Records from a dataset

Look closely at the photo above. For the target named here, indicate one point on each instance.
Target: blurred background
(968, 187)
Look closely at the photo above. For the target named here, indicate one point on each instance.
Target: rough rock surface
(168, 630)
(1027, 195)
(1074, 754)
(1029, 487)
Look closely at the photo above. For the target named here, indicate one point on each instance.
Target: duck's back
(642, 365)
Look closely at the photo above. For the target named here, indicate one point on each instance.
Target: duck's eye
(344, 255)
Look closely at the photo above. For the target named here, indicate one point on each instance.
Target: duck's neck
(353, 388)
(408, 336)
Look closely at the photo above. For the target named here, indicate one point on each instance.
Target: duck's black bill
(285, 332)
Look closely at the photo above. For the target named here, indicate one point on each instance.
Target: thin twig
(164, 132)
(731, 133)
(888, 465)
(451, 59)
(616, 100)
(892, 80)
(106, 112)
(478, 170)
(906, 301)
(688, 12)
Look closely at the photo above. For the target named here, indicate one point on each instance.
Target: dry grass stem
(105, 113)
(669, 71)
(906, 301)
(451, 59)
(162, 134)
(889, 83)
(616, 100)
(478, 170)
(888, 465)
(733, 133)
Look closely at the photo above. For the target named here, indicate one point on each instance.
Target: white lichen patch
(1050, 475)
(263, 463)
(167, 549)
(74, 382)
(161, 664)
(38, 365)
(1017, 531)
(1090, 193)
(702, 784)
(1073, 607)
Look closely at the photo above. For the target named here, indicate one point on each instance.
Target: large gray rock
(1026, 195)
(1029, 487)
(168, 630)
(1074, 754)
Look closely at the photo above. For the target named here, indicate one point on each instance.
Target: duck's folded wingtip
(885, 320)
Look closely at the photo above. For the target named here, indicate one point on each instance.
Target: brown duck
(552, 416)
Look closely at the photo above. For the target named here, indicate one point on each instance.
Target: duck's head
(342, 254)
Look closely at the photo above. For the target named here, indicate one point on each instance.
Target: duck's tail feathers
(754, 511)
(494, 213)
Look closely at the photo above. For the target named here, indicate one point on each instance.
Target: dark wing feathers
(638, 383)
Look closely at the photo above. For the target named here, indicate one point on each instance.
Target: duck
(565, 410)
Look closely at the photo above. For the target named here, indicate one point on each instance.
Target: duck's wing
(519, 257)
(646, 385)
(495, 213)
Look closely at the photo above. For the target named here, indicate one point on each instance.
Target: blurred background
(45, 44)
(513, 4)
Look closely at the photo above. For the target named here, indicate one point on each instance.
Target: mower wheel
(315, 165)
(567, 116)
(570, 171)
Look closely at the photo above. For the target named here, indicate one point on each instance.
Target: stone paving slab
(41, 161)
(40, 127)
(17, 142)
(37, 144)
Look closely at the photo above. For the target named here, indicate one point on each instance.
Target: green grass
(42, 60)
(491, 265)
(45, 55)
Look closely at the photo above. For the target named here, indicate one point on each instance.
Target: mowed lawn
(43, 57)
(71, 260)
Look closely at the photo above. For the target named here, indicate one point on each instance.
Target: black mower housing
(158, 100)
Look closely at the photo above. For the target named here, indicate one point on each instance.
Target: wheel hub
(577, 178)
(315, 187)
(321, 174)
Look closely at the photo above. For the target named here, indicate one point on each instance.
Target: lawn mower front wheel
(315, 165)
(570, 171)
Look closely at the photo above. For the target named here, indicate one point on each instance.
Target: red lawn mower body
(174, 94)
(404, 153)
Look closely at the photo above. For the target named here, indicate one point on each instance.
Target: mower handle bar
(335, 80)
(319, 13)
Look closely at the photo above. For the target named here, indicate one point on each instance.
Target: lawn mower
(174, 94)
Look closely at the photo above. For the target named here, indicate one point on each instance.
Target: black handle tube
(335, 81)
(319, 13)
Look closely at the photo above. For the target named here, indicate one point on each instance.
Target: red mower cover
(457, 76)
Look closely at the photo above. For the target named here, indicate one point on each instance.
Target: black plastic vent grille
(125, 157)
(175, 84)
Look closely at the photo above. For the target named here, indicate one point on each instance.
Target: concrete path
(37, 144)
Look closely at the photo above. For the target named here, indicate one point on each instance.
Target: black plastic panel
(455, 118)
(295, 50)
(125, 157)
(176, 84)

* [TO DO]
The full data must appear again, retyped in every detail.

* [RESPONSE TO THE TASK]
Look closely at the photo above. For the target named here, indicate one point on each instance.
Target: blurred background
(968, 187)
Look closely at the photo above. For the target named here, indicate one point on each instance.
Target: rough rock surface
(168, 630)
(1027, 195)
(1074, 754)
(1029, 487)
Look closely at the photo above. For the target named here, indicate one point on each instance.
Target: duck's back
(642, 365)
Look closely at the photo above. For the target named here, indicate one point on each instance.
Target: duck's eye
(344, 255)
Look closely at the photo above. For the target named here, indicate one point on each instance.
Target: duck's neck
(353, 388)
(408, 336)
Look closely at the photo above. For the target named here, indicate one point on each instance.
Target: duck's black bill
(285, 332)
Look closely at the photo above. For the target named here, indicate one point on each instance.
Target: thin twig
(164, 132)
(731, 133)
(888, 465)
(451, 59)
(616, 100)
(892, 80)
(106, 112)
(478, 170)
(906, 301)
(688, 12)
Look closely at the photo above. For the target named here, indicate one point on each instance.
Target: dry grass stem
(105, 113)
(669, 71)
(906, 301)
(451, 59)
(162, 134)
(889, 83)
(616, 100)
(478, 170)
(888, 465)
(733, 133)
Look closely at the photo above. For the target named here, indicate one point on each instance.
Target: white lichen patch
(1050, 475)
(263, 463)
(167, 549)
(74, 382)
(161, 664)
(38, 365)
(1017, 531)
(1090, 193)
(702, 784)
(1073, 607)
Look closely at the photo above. For the target named here, indicate one point on each instance.
Target: large gray rock
(1026, 195)
(1029, 487)
(168, 630)
(1074, 754)
Look closely at the photo above. For the target named here, indicate one point on each instance.
Target: duck's folded wingtip
(885, 320)
Look closely at the photo above. For the target named here, indicate one point on each instance.
Target: brown duck
(552, 416)
Look closely at the photo above. For the target named here, indicate one point on each instance.
Target: duck's head
(342, 254)
Look closely at the photo above. For the target named here, indicate one point on each instance.
Target: duck's tail feathers
(754, 511)
(494, 213)
Look closely at the photo above. For the target named here, indicate one point on each instance.
Target: dark wing feathers
(638, 383)
Look closely at the photo above. For the target named here, indicate one point on each instance.
Target: duck
(565, 410)
Look closely at the photo above. For the target named here, indicate one point on each instance.
Target: duck's wing
(519, 257)
(646, 385)
(495, 213)
Look closely at the photo above. For the target named here, indicate one point on each instance.
Target: blurred background
(45, 44)
(513, 4)
Look closely at the photo above. For the target named here, indicate one point on each instance.
Target: mower wheel
(315, 165)
(567, 116)
(570, 171)
Look closely at the photo above. For the target named here, indicate one point on each instance.
Target: stone paving slab
(41, 161)
(40, 127)
(17, 142)
(37, 144)
Look closely at the photo above. For the target named here, indicate one point on each instance.
Target: green grass
(42, 60)
(491, 265)
(45, 55)
Look closely at the photo above. For the target named here, indicate one point on each instance.
Target: mowed lawn
(43, 57)
(71, 260)
Look closely at the photo above. For the target named here, indicate one point on each instance.
Target: black mower housing
(158, 100)
Look closely at the photo above. For the target named here, indicate one point on each instance.
Target: wheel hub
(577, 178)
(315, 187)
(321, 174)
Look closely at the photo above. For the target named here, indicate one point on each instance.
Target: lawn mower front wheel
(315, 165)
(570, 171)
Look closely at the photo above. For the target named here, indicate one point on each instance.
Target: red lawn mower body
(174, 94)
(404, 153)
Look closely at the photo above. For the target named here, indicate one point on each instance.
Target: mower handle bar
(335, 80)
(319, 13)
Look closely at the photo above. For the target named here, indicate one point on each instance.
Target: lawn mower
(174, 94)
Look closely at the photo above. For the target named here, indicate one point on each instance.
Target: black handle tube
(335, 81)
(319, 13)
Look closely at the photo above. For the target named here, indicate one point on each instance.
Target: red mower cover
(457, 76)
Look closely at the photo above. For the target named here, indicate one point on each instance.
Target: black plastic vent grille
(125, 157)
(175, 84)
Look closely at the photo above. For the target named here, indicate one point on each instance.
Target: concrete path
(37, 144)
Look closely at the photo above. For the target named here, indicate one point on each instance.
Target: black plastic panel
(455, 118)
(295, 50)
(125, 157)
(176, 84)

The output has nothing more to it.